* **Goal**: Put all of the following lines into a numbered list, leaving out any blank lines.

* **Extracted material**:
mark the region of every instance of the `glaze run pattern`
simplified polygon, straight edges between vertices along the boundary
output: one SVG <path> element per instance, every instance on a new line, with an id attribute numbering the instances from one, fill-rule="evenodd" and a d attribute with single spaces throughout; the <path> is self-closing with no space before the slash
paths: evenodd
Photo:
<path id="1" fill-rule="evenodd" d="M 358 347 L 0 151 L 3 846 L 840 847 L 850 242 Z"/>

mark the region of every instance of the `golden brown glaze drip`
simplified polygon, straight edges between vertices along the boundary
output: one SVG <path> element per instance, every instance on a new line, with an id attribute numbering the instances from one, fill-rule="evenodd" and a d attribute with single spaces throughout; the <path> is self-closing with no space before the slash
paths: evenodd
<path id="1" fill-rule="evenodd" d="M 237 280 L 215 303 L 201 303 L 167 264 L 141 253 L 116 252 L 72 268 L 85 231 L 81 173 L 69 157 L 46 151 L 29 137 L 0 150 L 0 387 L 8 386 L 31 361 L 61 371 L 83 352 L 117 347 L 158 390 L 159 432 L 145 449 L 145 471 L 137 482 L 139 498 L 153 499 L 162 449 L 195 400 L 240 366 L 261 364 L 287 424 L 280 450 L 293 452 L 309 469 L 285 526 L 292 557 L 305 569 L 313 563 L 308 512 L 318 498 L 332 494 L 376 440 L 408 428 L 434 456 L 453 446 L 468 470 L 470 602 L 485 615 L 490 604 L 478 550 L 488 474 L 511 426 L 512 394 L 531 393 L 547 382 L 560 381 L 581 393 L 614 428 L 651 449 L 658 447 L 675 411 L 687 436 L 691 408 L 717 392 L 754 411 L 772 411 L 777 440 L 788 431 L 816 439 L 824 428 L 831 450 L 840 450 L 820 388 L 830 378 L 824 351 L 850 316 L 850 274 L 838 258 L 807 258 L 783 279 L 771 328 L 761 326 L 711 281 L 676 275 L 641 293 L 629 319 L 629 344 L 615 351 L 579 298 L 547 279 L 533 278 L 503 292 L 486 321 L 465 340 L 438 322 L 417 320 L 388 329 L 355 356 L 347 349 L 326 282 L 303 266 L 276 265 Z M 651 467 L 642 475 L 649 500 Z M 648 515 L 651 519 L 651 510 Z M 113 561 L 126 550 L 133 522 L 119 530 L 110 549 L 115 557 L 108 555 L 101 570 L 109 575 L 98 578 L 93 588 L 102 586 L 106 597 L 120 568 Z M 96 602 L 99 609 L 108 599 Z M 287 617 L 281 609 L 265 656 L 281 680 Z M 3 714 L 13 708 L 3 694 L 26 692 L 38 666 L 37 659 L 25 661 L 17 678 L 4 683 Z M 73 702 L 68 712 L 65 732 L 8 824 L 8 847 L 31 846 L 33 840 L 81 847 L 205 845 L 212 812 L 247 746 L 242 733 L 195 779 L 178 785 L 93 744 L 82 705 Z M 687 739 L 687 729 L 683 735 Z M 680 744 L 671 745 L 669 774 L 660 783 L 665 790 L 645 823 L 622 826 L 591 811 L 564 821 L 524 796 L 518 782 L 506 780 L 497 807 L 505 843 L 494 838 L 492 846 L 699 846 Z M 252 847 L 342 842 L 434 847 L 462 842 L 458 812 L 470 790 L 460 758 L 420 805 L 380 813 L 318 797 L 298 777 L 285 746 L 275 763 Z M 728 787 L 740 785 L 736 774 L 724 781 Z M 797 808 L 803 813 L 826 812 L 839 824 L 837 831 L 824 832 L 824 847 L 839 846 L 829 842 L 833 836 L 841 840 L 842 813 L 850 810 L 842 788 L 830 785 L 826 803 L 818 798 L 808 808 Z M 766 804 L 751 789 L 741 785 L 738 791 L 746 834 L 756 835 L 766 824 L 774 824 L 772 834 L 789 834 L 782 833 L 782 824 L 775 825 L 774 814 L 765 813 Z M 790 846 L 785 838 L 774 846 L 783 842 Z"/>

* **Result of the exercise**:
1. mark the region of every instance of the `glaze run pattern`
2. simplified polygon, straight edges between vertices along the boundary
3. output: one SVG <path> element per instance, every instance on a new line, with an id attribute numbering the instances from one, fill-rule="evenodd" and a d attribute with single spaces throughout; the <path> is self-closing with no space before the slash
4. paths: evenodd
5. Photo:
6. <path id="1" fill-rule="evenodd" d="M 358 347 L 0 151 L 3 846 L 840 847 L 850 242 Z"/>
7. mark the region of every instance of the `golden brown glaze drip`
8. simplified polygon, straight edges between vertices along the boundary
9. output: one SVG <path> element per instance, every instance on a new line, with an id attribute numbering the instances from one, fill-rule="evenodd" and a d attribute with single spaces throughout; the <path> is self-closing with no space before the slash
10. paths: evenodd
11. <path id="1" fill-rule="evenodd" d="M 237 280 L 215 303 L 201 303 L 167 264 L 141 253 L 116 252 L 72 268 L 85 231 L 81 173 L 69 157 L 46 151 L 29 137 L 0 150 L 0 387 L 8 386 L 31 361 L 61 371 L 83 352 L 117 347 L 158 390 L 159 432 L 145 449 L 145 471 L 137 482 L 139 498 L 153 499 L 162 449 L 195 400 L 240 366 L 261 364 L 287 424 L 280 450 L 293 452 L 309 469 L 285 526 L 292 557 L 305 569 L 313 563 L 308 512 L 318 498 L 332 494 L 376 440 L 408 428 L 434 456 L 453 446 L 468 470 L 470 602 L 485 615 L 490 604 L 478 550 L 488 474 L 511 426 L 512 394 L 531 393 L 547 382 L 560 381 L 581 393 L 614 428 L 651 449 L 658 447 L 675 411 L 687 436 L 691 408 L 717 392 L 754 411 L 772 411 L 777 440 L 788 431 L 816 439 L 824 428 L 831 450 L 840 450 L 820 388 L 830 378 L 824 351 L 850 316 L 850 274 L 838 258 L 807 258 L 783 279 L 771 328 L 761 326 L 711 281 L 676 275 L 641 293 L 629 319 L 629 344 L 615 351 L 579 298 L 547 279 L 533 278 L 503 292 L 486 321 L 465 340 L 438 322 L 417 320 L 388 329 L 355 356 L 347 349 L 326 282 L 303 266 L 276 265 Z M 651 467 L 642 475 L 649 500 Z M 648 515 L 651 519 L 651 510 Z M 113 561 L 126 550 L 133 522 L 119 530 L 110 549 L 115 557 L 108 555 L 101 570 L 109 575 L 98 578 L 93 588 L 102 586 L 106 597 L 120 568 Z M 96 602 L 99 609 L 108 599 Z M 287 617 L 281 609 L 265 656 L 281 680 Z M 3 714 L 13 708 L 3 694 L 26 692 L 38 666 L 37 659 L 25 661 L 17 678 L 4 683 Z M 73 702 L 68 712 L 65 732 L 8 824 L 8 847 L 31 846 L 33 840 L 81 847 L 205 845 L 212 812 L 247 746 L 242 733 L 195 779 L 178 785 L 93 744 L 82 705 Z M 687 739 L 687 729 L 683 735 Z M 680 744 L 671 745 L 669 774 L 660 783 L 665 790 L 645 823 L 622 826 L 591 811 L 564 821 L 524 796 L 518 782 L 506 780 L 497 807 L 505 843 L 494 838 L 492 846 L 699 846 Z M 252 847 L 342 842 L 434 847 L 462 842 L 458 812 L 470 790 L 460 758 L 420 805 L 380 813 L 318 797 L 298 777 L 285 746 L 275 763 Z M 728 787 L 740 785 L 736 774 L 724 781 Z M 797 808 L 803 813 L 826 812 L 839 824 L 837 831 L 824 832 L 824 847 L 839 846 L 829 842 L 833 836 L 841 840 L 842 813 L 850 810 L 842 788 L 830 785 L 826 803 L 818 798 L 808 808 Z M 766 804 L 751 789 L 741 785 L 738 791 L 746 834 L 756 835 L 766 824 L 774 824 L 772 834 L 789 834 L 782 833 L 782 824 L 775 825 L 774 814 L 765 813 Z M 790 846 L 785 838 L 774 846 L 783 842 Z"/>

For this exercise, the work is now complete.